__Required work__. Search the records below for the string "small", and report each line that contains it.

__Supplied information__.
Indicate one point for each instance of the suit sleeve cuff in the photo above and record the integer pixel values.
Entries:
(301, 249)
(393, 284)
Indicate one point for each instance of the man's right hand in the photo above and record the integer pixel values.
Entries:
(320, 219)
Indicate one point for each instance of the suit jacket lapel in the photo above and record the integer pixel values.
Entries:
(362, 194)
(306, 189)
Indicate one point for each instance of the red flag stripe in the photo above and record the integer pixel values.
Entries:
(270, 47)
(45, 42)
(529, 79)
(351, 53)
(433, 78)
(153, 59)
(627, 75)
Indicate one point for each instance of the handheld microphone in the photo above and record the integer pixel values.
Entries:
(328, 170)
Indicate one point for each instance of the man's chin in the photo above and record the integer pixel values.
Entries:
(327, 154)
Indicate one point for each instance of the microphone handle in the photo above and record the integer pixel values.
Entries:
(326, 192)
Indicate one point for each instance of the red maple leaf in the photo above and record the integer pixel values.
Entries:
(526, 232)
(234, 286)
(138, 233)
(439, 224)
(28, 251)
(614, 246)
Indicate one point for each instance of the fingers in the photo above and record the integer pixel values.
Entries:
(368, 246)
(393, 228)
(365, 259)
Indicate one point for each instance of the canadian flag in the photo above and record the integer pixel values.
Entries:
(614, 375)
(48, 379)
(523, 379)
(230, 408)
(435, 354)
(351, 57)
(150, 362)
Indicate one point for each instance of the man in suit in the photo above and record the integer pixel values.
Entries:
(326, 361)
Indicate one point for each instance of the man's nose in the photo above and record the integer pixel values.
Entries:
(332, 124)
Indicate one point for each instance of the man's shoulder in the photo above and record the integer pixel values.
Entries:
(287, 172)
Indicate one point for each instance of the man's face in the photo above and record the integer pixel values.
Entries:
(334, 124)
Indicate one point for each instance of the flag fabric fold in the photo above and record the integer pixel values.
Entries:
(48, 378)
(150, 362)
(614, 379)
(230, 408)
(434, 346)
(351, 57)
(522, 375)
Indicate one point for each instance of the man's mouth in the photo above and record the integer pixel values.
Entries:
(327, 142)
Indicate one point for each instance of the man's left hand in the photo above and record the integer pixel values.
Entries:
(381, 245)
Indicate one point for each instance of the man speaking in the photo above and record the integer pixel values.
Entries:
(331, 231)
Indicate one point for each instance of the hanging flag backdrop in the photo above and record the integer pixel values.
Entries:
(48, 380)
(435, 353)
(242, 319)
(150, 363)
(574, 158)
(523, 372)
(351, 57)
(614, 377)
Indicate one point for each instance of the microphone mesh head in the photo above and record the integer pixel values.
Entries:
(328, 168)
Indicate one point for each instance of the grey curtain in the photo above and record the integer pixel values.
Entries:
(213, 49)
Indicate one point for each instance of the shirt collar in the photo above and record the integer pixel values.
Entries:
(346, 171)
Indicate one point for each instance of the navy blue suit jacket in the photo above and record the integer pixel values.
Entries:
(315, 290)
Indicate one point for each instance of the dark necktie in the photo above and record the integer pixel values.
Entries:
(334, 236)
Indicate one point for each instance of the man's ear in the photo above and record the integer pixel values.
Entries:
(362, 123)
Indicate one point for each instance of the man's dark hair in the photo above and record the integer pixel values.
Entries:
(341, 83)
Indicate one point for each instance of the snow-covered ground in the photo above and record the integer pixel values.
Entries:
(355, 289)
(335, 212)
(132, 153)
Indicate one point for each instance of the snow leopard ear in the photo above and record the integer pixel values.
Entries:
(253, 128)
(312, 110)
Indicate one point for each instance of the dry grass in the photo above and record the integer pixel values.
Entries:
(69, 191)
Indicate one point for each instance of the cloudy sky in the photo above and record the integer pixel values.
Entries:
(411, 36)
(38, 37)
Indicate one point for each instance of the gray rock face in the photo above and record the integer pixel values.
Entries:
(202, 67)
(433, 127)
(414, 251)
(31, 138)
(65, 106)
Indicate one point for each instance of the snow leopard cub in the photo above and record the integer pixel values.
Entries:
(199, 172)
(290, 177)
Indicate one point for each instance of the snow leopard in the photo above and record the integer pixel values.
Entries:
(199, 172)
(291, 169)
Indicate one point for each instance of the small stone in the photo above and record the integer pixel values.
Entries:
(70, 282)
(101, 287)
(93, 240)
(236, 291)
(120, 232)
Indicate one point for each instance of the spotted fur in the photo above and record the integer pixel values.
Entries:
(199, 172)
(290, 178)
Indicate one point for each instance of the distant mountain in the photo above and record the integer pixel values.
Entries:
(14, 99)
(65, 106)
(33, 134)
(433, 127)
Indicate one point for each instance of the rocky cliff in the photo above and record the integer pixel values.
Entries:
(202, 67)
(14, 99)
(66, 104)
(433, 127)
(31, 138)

---

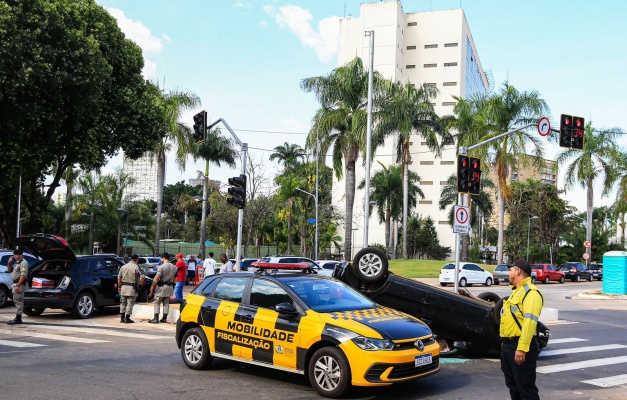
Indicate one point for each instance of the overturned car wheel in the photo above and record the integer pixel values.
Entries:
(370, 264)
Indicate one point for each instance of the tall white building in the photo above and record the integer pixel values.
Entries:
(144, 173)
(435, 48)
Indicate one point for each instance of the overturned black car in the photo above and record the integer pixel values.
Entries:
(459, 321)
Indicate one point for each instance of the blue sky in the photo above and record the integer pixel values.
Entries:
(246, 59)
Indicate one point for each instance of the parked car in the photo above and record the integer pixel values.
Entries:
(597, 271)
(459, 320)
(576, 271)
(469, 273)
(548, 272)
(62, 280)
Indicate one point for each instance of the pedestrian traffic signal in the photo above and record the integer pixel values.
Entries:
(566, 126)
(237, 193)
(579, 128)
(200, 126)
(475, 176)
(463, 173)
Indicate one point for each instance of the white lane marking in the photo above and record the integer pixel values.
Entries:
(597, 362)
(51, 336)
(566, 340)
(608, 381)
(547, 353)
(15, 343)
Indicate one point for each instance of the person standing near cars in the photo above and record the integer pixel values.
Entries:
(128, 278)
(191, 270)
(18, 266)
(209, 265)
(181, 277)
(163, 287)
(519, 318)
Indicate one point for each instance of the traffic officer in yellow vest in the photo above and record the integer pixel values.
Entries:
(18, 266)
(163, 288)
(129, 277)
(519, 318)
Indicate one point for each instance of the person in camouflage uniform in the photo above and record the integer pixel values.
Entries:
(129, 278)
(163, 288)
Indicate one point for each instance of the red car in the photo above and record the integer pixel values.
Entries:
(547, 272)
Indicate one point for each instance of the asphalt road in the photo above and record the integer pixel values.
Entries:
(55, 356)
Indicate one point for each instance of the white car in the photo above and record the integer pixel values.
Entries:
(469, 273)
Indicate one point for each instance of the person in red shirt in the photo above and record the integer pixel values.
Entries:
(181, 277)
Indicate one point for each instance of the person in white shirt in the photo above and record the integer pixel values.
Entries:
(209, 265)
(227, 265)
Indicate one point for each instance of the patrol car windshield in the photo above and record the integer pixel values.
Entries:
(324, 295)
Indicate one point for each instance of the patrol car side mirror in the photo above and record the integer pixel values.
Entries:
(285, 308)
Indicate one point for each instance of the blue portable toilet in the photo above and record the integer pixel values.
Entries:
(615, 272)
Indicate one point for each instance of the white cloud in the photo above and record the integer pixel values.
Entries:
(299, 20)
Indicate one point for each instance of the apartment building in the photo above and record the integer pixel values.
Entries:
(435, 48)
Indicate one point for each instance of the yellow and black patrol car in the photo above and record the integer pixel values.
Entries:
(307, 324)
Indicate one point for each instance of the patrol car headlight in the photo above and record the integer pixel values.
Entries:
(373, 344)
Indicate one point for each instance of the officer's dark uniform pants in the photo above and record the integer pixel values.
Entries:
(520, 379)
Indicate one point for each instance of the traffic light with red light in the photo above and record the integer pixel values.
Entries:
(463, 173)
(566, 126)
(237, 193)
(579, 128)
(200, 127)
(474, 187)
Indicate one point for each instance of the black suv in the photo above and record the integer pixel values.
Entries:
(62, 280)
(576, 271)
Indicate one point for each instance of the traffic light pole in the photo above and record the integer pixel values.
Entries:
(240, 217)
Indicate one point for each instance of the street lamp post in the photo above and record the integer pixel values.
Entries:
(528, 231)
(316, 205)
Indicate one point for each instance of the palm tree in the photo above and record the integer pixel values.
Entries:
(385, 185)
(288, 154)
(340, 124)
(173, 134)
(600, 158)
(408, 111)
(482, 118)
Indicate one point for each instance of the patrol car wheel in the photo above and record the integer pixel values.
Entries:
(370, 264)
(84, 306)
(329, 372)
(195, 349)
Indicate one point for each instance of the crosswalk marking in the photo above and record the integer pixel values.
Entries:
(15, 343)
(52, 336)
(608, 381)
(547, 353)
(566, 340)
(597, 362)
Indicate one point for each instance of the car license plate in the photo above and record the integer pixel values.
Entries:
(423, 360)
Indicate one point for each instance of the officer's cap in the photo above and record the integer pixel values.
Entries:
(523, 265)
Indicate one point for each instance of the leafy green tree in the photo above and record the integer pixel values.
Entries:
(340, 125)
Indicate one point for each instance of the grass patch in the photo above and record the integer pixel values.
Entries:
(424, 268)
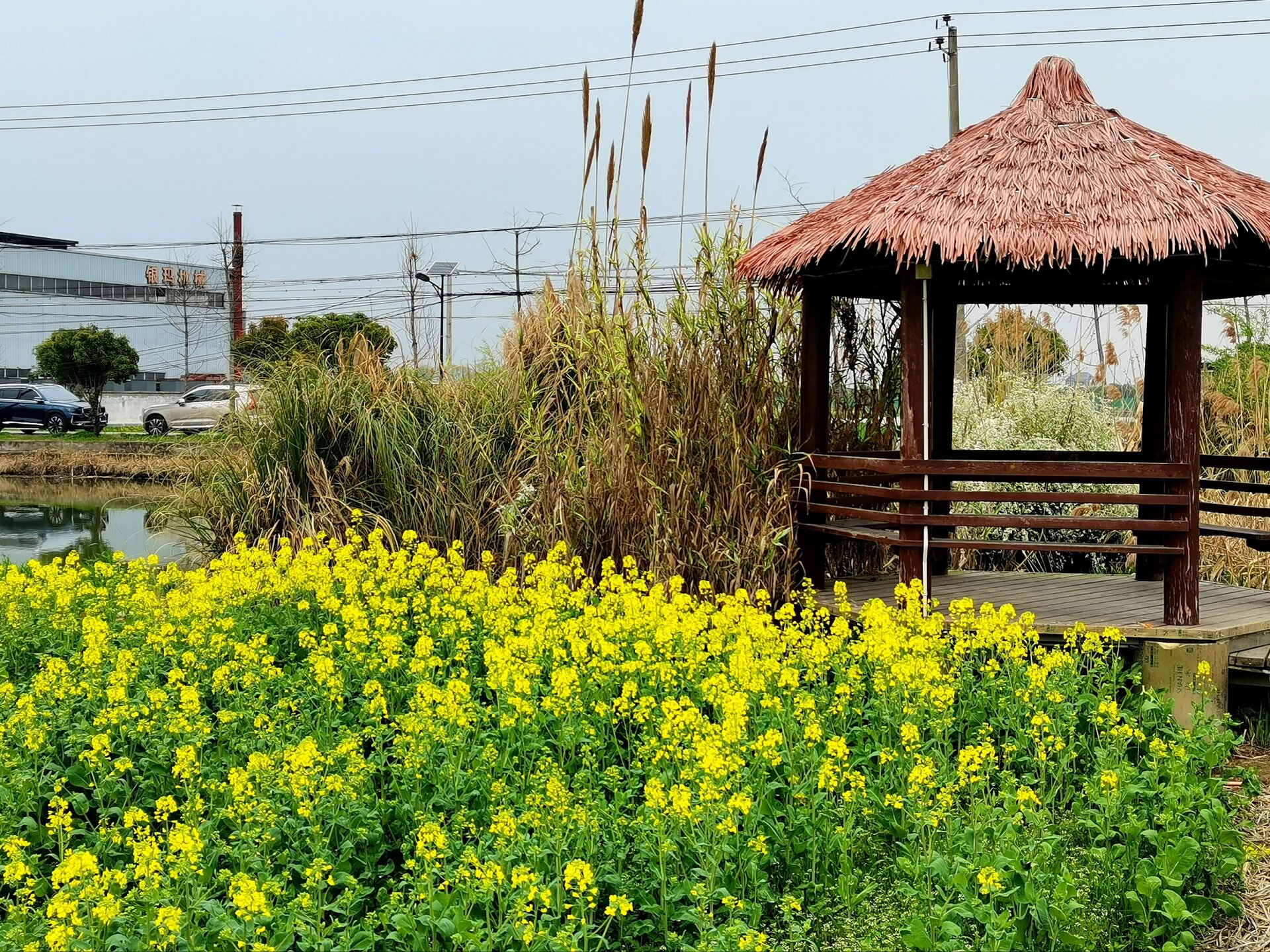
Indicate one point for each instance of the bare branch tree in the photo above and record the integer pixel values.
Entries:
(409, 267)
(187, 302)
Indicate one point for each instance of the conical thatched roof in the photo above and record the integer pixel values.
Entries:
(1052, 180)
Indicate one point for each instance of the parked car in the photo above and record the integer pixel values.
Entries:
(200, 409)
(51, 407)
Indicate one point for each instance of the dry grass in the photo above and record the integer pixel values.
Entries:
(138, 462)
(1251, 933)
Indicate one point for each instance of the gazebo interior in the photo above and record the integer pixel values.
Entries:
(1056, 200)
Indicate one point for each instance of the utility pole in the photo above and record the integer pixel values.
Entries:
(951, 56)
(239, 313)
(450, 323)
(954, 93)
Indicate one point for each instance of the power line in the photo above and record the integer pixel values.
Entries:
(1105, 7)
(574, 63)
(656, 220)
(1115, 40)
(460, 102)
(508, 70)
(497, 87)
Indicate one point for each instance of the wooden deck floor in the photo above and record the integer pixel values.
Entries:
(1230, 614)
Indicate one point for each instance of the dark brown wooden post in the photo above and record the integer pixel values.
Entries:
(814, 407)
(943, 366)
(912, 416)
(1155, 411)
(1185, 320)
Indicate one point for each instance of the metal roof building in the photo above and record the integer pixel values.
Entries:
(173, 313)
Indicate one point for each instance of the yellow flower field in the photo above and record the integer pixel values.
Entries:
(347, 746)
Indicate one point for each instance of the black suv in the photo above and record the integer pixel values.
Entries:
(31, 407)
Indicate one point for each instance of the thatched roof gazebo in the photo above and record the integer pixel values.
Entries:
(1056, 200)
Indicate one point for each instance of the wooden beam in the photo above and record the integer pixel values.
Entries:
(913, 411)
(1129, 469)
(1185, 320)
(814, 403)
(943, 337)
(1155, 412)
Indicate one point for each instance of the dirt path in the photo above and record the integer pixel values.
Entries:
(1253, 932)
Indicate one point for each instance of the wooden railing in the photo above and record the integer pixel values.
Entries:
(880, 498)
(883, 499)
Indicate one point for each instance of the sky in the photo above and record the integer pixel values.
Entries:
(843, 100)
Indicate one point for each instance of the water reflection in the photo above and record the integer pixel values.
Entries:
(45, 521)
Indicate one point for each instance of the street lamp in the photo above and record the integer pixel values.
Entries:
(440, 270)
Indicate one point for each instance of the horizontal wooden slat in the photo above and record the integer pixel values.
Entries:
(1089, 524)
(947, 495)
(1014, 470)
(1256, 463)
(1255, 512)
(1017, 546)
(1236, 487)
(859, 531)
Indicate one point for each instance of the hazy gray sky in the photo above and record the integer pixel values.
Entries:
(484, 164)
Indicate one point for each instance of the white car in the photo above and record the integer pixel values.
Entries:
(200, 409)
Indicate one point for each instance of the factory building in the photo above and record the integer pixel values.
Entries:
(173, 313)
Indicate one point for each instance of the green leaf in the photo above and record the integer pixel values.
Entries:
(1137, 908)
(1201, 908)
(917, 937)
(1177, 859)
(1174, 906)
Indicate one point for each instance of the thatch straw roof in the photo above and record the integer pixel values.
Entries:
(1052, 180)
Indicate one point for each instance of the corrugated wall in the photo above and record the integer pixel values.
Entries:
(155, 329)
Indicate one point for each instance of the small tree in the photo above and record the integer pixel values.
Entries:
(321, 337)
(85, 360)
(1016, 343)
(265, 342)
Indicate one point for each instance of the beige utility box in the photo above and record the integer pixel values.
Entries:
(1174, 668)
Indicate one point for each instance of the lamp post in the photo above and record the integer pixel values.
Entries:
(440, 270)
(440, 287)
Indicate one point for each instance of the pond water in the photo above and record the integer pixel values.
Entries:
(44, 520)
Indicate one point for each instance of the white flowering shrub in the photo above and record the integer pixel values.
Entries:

__Response for this exercise__.
Indicate one point for each instance of the small stone in the photo above and record the integer pixel values.
Indicate one point for each instance of the small tree in the photo above and record the integer pixel values.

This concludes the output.